**GIVEN ENTRIES**
┌──
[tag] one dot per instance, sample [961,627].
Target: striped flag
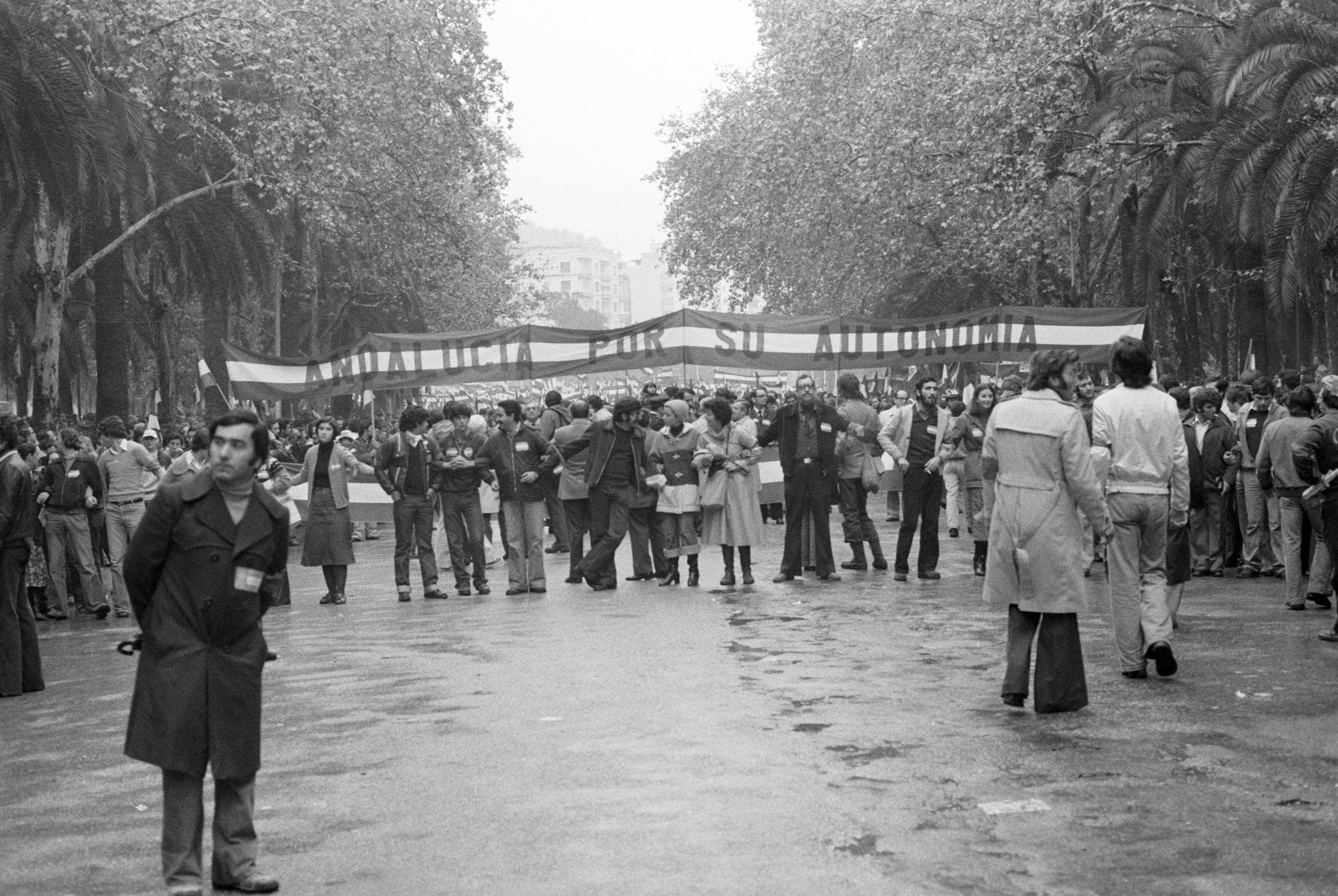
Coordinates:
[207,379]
└──
┌──
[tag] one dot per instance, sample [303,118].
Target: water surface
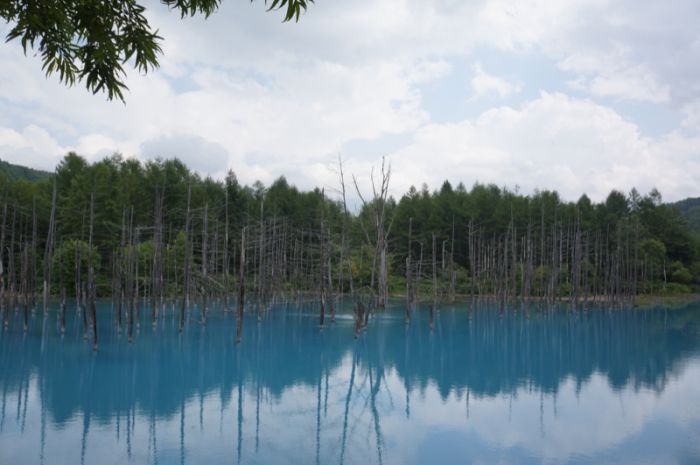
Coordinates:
└──
┌──
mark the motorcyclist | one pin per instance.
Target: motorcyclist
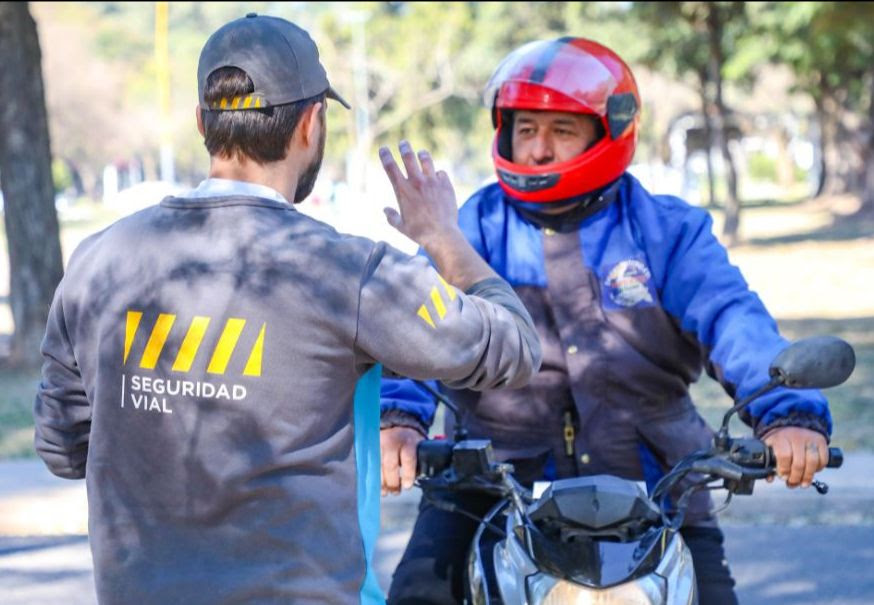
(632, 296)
└──
**THE TASK**
For each line above that includes "instance", copy the line.

**SOLUTION TO THIS PROBLEM**
[tag] one dot per instance, sample [961,627].
[tag] one dot per instance, sample [303,118].
mark the motorcyclist | one pin per instance.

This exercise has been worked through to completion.